• **Quoted text**:
# Texturising Soya Milk



## m4lcs67 (Mar 16, 2014)

Hey folks,

I have used soya milk before, but I haven't managed to get the same lush, silky, tight microfoam that I get with semi skimmed milk. We like the taste of sweetened soya milk in our cappos and are making a concerted effort to come off cows milk. I always have a thick mucus at the back of my nose and throat and am sure it is down to my drinking cows milk all the time. I did have a go at foaming some soya the other day and while the results were pretty good they didn't compare with the results that I get with cows milk. I ended up with a few bubbles that I couldn't get rid of before the milk reached temperature.

I was therefore wondering if someone had a definitive way for getting good results? I have been on Youtube, but I can't find anything that helps.

Thanks alot


----------



## Glenn (Jun 14, 2008)

Keep the temp down to *58c* (at 65c it starts to set like custard)

What brand are you using? If you can get hold of some Bonsoy I found that has less bubbles than some of the other brands when steaming. Not sure why.


----------



## m4lcs67 (Mar 16, 2014)

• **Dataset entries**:
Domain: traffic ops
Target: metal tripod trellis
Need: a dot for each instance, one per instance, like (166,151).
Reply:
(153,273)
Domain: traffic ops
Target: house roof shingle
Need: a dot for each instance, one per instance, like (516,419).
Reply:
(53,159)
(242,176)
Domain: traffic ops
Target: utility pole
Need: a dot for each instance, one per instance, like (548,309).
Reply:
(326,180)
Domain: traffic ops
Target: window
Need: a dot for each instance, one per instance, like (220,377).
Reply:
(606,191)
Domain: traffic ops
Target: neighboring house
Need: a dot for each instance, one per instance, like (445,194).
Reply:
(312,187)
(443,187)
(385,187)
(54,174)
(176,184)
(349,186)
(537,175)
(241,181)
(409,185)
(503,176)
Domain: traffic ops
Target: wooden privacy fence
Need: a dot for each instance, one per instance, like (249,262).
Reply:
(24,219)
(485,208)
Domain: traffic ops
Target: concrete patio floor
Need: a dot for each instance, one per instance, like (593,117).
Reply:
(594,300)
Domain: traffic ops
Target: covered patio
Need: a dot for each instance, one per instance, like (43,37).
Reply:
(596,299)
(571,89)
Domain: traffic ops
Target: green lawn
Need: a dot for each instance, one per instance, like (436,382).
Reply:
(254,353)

• **Do this**:
Write out the thread starting with "I have used" and going on through "set like custard)", swapping "cows milk" for "dairy milk" at each occurrence. The dataset entries are separate material with no connection to the thread.

• **Expected answer**:
I have used soya milk before, but I haven't managed to get the same lush, silky, tight microfoam that I get with semi skimmed milk. We like the taste of sweetened soya milk in our cappos and are making a concerted effort to come off dairy milk. I always have a thick mucus at the back of my nose and throat and am sure it is down to my drinking dairy milk all the time. I did have a go at foaming some soya the other day and while the results were pretty good they didn't compare with the results that I get with dairy milk. I ended up with a few bubbles that I couldn't get rid of before the milk reached temperature.

I was therefore wondering if someone had a definitive way for getting good results? I have been on Youtube, but I can't find anything that helps.

Thanks alot


----------



## Glenn (Jun 14, 2008)

Keep the temp down to *58c* (at 65c it starts to set like custard)